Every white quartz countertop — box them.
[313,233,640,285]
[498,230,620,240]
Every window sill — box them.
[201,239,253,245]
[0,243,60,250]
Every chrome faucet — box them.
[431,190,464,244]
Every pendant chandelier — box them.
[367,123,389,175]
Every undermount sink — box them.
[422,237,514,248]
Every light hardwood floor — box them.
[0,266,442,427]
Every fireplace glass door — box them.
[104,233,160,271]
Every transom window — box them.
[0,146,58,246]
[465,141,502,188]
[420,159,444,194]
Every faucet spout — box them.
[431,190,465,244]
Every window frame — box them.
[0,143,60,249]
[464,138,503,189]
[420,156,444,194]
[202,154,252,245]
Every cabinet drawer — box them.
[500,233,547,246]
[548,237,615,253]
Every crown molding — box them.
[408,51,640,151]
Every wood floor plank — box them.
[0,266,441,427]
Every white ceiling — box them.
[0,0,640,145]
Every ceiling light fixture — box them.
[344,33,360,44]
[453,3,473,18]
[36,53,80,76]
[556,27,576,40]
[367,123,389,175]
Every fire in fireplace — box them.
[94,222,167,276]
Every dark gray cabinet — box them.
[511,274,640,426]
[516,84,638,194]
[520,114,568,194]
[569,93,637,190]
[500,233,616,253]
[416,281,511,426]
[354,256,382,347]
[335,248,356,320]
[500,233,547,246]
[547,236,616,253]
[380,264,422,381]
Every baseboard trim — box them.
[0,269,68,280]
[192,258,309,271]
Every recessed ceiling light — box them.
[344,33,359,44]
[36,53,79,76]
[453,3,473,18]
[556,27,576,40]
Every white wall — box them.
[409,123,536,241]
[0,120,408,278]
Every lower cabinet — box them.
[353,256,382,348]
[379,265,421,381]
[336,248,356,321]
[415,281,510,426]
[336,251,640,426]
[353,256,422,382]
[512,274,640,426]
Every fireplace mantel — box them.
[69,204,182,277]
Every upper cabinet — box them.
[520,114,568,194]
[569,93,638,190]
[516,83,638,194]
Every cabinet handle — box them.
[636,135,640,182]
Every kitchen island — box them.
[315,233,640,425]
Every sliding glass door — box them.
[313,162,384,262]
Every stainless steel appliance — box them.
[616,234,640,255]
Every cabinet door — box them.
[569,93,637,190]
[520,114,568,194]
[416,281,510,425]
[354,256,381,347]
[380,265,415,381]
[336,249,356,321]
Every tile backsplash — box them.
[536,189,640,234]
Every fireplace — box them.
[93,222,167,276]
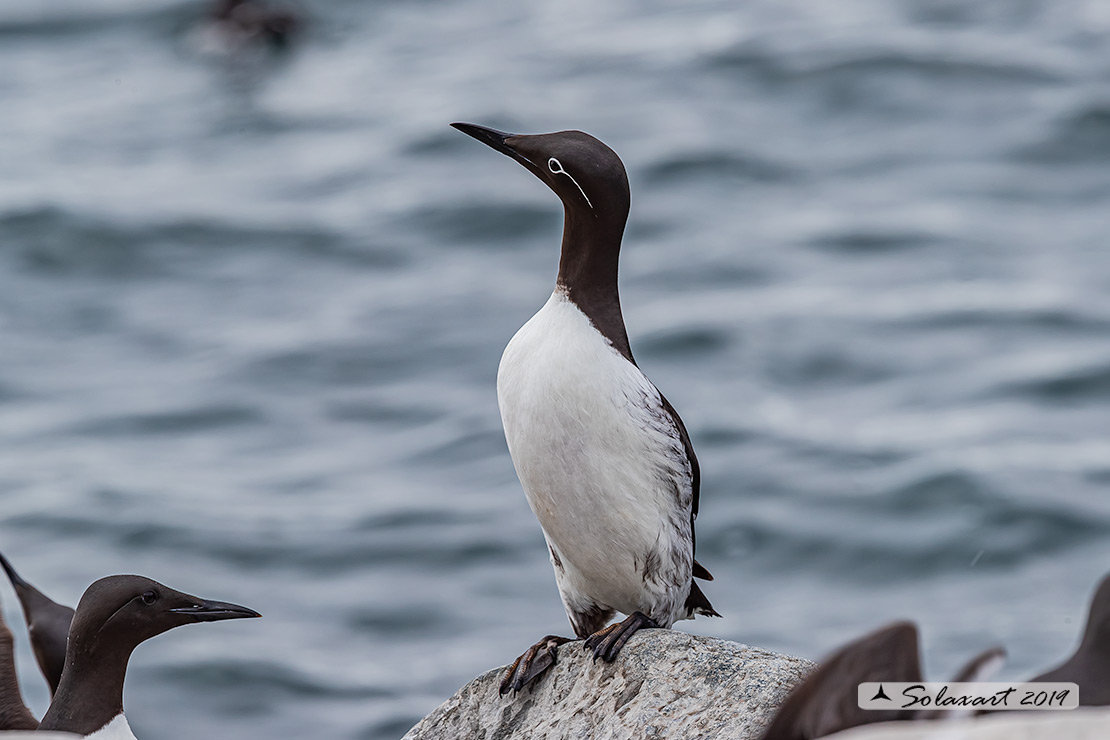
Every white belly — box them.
[497,291,693,627]
[85,714,135,740]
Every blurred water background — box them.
[0,0,1110,740]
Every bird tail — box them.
[686,580,720,618]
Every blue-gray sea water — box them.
[0,0,1110,740]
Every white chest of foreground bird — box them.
[453,123,717,693]
[497,290,694,635]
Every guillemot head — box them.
[451,123,628,221]
[451,123,635,362]
[39,576,262,736]
[70,576,262,652]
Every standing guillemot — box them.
[0,614,39,730]
[0,554,73,696]
[452,123,719,693]
[28,576,262,740]
[761,621,1006,740]
[1031,576,1110,707]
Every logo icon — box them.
[871,683,894,701]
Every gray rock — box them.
[403,629,813,740]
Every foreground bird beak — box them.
[451,123,518,159]
[170,601,262,621]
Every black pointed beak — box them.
[451,123,519,160]
[170,601,262,621]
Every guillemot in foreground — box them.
[761,621,1006,740]
[0,576,262,740]
[452,123,719,695]
[1031,576,1110,707]
[0,554,73,696]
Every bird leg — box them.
[585,611,658,663]
[501,635,572,696]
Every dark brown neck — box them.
[556,207,636,364]
[39,646,131,734]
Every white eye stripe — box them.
[547,156,594,209]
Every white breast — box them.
[85,714,135,740]
[497,290,693,626]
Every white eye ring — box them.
[547,156,594,209]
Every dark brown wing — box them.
[659,392,713,580]
[659,393,720,617]
[0,615,39,730]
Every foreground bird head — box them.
[451,123,628,225]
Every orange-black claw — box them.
[585,611,658,663]
[500,635,571,696]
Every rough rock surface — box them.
[404,629,813,740]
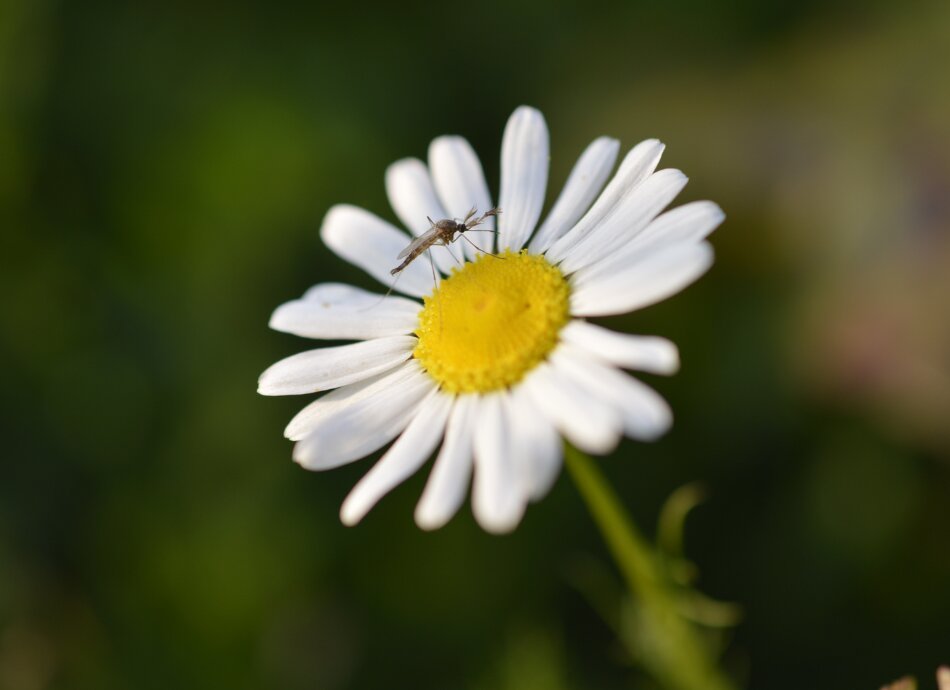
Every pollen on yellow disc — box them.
[413,251,570,393]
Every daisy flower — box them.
[259,107,724,532]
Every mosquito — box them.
[389,207,501,275]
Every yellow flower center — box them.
[413,250,570,393]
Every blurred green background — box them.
[0,0,950,690]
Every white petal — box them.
[552,346,673,441]
[547,139,664,263]
[429,136,495,258]
[386,158,460,274]
[561,169,687,273]
[530,137,620,254]
[509,386,562,501]
[635,201,726,248]
[561,320,680,374]
[416,395,478,530]
[284,360,419,441]
[498,106,550,251]
[320,204,434,297]
[472,393,525,534]
[270,283,422,340]
[582,201,726,275]
[294,360,436,470]
[522,363,623,455]
[340,390,453,525]
[257,335,419,395]
[571,242,713,316]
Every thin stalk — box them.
[565,446,736,690]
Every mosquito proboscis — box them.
[389,207,501,275]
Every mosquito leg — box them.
[461,231,505,259]
[360,272,402,311]
[426,249,451,338]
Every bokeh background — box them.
[0,0,950,690]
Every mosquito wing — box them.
[396,227,439,259]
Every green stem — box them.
[565,446,736,690]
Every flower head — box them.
[259,107,724,532]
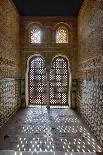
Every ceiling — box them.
[12,0,84,16]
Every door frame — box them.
[25,54,72,108]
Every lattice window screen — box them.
[50,57,69,105]
[56,27,68,43]
[30,27,41,43]
[29,57,47,105]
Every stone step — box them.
[0,150,96,155]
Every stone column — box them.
[47,64,50,109]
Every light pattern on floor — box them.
[0,107,102,152]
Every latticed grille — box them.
[29,57,47,105]
[50,57,68,105]
[0,79,20,127]
[30,27,41,43]
[56,27,68,43]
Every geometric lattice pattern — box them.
[56,27,68,43]
[0,106,103,151]
[31,27,41,43]
[77,80,103,146]
[29,56,47,105]
[0,79,20,127]
[50,57,69,105]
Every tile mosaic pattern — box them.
[0,79,20,127]
[77,80,103,145]
[0,106,102,152]
[0,150,96,155]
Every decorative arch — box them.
[50,54,72,107]
[26,54,47,106]
[25,54,72,107]
[26,22,44,44]
[54,22,71,43]
[56,26,68,43]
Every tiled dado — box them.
[78,55,103,82]
[77,80,103,146]
[0,78,20,127]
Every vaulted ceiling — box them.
[12,0,84,16]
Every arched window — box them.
[30,26,41,43]
[56,26,68,43]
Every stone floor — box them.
[0,150,100,155]
[0,106,103,152]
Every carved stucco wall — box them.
[0,0,20,127]
[21,17,77,78]
[77,0,103,145]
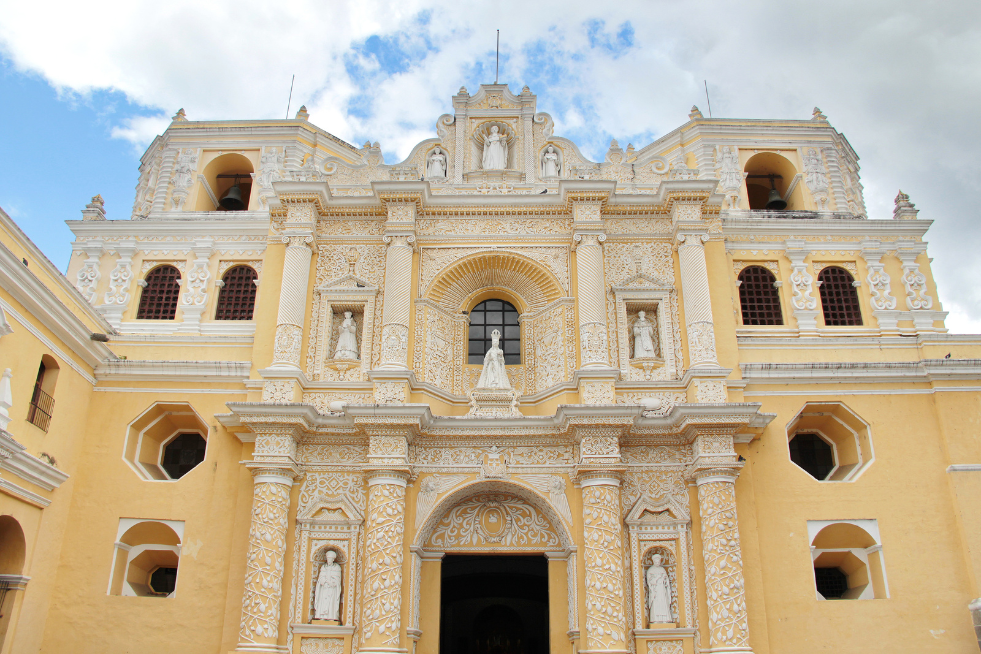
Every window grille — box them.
[467,300,521,365]
[27,363,54,432]
[814,568,848,599]
[136,266,181,320]
[215,266,258,320]
[790,434,835,481]
[818,266,862,327]
[739,266,783,325]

Problem → Rewrite everything in the listing from the line containing "Every decorative arch — box them." down to its final line as a numbered list, skipping blank lines. Leave the pictures out of your answer.

Completed exercise →
1. Every decorative arch — box them.
2. [50,54,72,107]
3. [26,54,47,106]
4. [25,54,72,107]
5. [26,22,44,44]
6. [54,22,71,43]
7. [56,26,68,43]
8. Every tiled dado — box them.
9. [78,55,103,82]
10. [77,80,103,146]
11. [0,78,20,127]
12. Every vaulted ceiling — box them.
13. [12,0,84,16]
14. Every arched window — box them.
15. [30,26,41,43]
16. [56,26,68,43]
17. Every stone floor — box them.
18. [0,150,100,155]
19. [0,106,103,152]
20. Every carved stucco wall — box them.
21. [0,0,20,127]
22. [21,17,77,78]
23. [77,0,103,145]
24. Every window grille — box them.
25. [467,300,521,365]
26. [27,363,54,432]
27. [814,568,848,599]
28. [136,266,181,320]
29. [215,266,258,320]
30. [790,434,835,481]
31. [818,266,862,327]
32. [739,266,783,325]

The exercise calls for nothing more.